**Text under study:**
*** Begin section ***
May 15 2018
Multiple myeloma is the second most common type of blood cancer in the United States, impacting more than 25,000 people each year and disproportionatly affecting African-American men. While patients have access to more quality treatment therapies than ever before, the disease is still regarded as an incurable condition that often leads to death for those affected.
However, researchers at the University of Alabama at Birmingham Division of Hematology and Oncology are leading and currently recruiting for a Phase II clinical trial that intends to provide newly diagonosed multiple myeloma patients an innovative treatment plan. The hope is that the therapies will eradicate the disease in a significant proportion of patients and measure disease response more accurately than ever before.
The clinical trial Monoclonal Antibody Sequential Therapy for Deep Remission in Multiple Myeloma, also known as MASTER, utilizes next generation sequencing technology to detect minimal residual disease down to a level of one cancer cell in 100,000 -; or 100- to 1,000-fold more sensitive than traditional methods to evaluate response. With a goal of enrolling 82 patients, those in the trial will be treated with a combination of anti-myeloma agents and immunotherapy that have a proven record of eliminating minimal residual disease, including the drug carfilzomib and the monoclonal antibody daratumumab, agents that are currently only approved to treat patients whose disease has returned.
*** End section ***
**What needs to be done:**
List every number written in digits in the myeloma trial article, leaving out its date line.

**Source information:**
*** Begin section ***
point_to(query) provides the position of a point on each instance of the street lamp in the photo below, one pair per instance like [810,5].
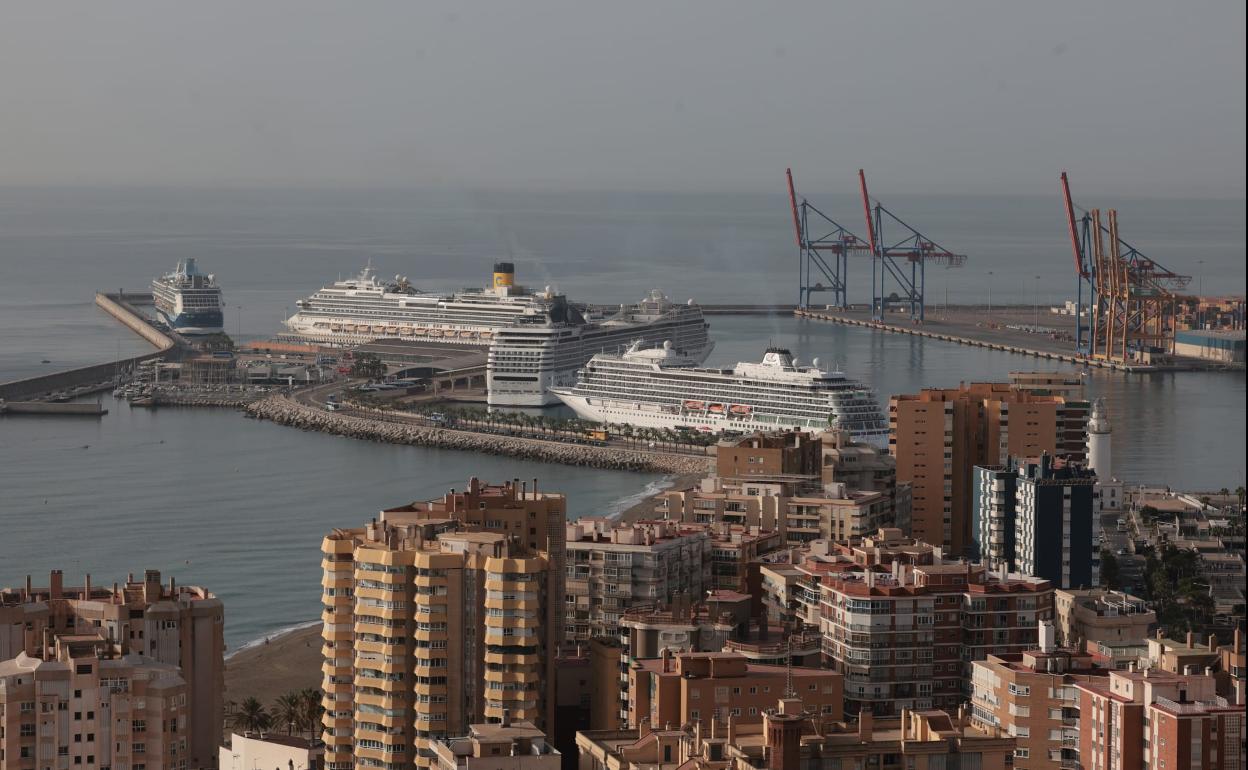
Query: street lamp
[1035,301]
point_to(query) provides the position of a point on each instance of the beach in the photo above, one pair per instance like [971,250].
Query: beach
[288,660]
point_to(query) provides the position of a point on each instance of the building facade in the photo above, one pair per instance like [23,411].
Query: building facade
[433,624]
[170,624]
[939,436]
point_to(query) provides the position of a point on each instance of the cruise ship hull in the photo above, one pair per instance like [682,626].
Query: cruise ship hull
[655,416]
[537,393]
[206,322]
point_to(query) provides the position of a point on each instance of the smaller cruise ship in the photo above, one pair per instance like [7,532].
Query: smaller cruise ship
[663,388]
[189,301]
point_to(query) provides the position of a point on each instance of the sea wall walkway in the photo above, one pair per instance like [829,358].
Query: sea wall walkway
[366,424]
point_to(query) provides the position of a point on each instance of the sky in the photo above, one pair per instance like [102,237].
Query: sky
[1135,97]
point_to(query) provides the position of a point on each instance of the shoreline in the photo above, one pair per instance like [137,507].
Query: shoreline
[287,412]
[275,664]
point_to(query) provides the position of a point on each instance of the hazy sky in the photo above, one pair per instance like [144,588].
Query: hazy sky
[1141,97]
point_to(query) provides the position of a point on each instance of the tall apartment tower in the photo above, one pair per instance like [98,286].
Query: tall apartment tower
[939,436]
[1038,517]
[105,644]
[441,615]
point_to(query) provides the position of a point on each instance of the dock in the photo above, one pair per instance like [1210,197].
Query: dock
[51,408]
[1000,332]
[97,377]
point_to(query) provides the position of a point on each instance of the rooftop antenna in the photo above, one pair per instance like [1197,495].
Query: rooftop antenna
[789,692]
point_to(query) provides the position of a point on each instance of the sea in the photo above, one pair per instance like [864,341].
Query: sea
[240,506]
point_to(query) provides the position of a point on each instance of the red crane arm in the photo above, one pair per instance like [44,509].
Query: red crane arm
[866,210]
[793,202]
[1075,233]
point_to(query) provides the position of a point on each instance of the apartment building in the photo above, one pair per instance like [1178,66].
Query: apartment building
[724,622]
[1032,698]
[714,688]
[432,625]
[791,736]
[1161,721]
[902,624]
[509,745]
[169,624]
[1098,614]
[1038,517]
[939,436]
[82,700]
[612,567]
[775,482]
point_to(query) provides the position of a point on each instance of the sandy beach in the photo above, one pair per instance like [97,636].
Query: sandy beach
[287,662]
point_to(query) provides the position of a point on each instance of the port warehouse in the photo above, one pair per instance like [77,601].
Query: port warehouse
[1211,345]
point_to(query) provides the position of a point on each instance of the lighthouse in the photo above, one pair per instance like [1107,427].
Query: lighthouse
[1098,442]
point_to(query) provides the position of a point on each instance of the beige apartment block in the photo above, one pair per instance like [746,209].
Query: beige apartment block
[901,623]
[517,745]
[1032,698]
[714,688]
[939,436]
[176,625]
[251,751]
[80,700]
[791,736]
[1098,614]
[612,567]
[1160,721]
[434,624]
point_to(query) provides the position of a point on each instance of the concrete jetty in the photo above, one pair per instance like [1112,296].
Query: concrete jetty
*** End section ***
**Response to this exercise:**
25,000
100,000
100
1,000
82